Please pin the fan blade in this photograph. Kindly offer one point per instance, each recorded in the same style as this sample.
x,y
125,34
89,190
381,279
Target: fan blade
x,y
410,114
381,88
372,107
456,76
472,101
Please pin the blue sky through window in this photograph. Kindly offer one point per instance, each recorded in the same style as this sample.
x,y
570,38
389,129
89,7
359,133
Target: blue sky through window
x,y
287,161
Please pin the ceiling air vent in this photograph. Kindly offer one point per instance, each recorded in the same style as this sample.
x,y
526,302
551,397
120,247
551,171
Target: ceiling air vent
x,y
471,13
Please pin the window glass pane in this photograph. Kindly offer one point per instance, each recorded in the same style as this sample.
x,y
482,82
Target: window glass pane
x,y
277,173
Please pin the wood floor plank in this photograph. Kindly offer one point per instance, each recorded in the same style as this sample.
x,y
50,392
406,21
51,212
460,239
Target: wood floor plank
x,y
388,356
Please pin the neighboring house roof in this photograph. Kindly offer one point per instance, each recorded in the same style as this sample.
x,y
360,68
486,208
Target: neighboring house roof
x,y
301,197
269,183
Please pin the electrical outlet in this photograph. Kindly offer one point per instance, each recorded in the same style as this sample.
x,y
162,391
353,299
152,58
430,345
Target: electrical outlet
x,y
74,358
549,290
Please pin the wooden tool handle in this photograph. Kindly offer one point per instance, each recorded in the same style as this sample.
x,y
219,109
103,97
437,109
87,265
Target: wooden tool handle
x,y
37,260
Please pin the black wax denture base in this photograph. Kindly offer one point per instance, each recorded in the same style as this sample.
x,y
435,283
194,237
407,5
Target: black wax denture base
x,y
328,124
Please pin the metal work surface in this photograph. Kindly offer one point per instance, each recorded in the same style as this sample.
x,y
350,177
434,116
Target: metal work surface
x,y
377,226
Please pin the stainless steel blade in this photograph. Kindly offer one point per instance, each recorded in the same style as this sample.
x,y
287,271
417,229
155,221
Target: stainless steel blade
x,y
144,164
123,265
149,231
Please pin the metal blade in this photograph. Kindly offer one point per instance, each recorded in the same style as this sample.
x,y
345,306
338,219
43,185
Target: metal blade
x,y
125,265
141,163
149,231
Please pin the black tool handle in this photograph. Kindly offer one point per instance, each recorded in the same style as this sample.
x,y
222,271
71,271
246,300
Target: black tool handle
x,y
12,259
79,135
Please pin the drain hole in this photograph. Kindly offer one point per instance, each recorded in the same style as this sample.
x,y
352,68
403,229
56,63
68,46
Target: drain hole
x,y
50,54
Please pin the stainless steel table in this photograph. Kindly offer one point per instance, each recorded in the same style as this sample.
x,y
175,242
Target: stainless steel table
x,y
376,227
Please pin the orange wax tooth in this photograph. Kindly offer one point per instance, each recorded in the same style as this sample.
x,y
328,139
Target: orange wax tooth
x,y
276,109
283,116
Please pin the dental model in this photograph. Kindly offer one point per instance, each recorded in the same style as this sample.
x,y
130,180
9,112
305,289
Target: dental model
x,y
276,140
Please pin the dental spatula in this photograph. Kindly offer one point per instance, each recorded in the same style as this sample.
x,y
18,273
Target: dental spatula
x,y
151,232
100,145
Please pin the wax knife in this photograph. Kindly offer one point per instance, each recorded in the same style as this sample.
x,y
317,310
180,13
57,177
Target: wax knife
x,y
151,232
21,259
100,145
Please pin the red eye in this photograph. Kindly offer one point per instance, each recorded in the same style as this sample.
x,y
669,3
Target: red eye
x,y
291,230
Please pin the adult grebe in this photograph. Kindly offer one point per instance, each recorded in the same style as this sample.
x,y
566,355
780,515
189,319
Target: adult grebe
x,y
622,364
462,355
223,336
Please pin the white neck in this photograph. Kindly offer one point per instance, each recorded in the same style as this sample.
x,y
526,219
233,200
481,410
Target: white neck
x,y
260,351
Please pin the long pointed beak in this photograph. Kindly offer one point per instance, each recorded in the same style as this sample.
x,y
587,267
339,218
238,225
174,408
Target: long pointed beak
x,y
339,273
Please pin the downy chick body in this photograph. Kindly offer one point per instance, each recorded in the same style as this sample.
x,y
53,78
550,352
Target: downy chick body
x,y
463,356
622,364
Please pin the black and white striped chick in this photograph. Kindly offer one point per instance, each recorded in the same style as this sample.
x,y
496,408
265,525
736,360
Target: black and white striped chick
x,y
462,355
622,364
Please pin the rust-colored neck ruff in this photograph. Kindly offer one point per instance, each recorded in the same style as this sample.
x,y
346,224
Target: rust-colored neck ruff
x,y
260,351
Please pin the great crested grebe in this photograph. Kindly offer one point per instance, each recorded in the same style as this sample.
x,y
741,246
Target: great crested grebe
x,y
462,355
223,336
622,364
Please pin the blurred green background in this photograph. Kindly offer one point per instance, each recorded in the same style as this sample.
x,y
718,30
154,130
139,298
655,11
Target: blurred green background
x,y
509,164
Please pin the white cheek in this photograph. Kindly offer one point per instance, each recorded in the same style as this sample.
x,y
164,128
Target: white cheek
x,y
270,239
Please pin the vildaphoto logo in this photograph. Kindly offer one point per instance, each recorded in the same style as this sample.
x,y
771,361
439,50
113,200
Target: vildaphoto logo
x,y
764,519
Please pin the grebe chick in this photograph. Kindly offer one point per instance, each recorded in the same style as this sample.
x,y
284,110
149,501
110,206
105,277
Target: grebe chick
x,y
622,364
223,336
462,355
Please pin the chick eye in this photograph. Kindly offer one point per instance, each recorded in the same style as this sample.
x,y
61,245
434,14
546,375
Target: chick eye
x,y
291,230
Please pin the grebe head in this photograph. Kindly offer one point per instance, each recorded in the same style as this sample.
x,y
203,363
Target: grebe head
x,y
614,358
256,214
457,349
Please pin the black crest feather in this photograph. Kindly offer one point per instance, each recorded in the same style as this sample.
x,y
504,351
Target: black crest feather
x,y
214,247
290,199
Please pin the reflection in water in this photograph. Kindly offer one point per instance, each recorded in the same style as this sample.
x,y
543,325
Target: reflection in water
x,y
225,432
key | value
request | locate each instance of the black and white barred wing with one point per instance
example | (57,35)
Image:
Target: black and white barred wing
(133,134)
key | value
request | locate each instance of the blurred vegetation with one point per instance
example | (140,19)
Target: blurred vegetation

-------

Action item: From the entries above, extract each line containing "with".

Finished task:
request | locate each instance of the black and white barred wing with one point per instance
request | locate each instance of the blurred vegetation with one point per instance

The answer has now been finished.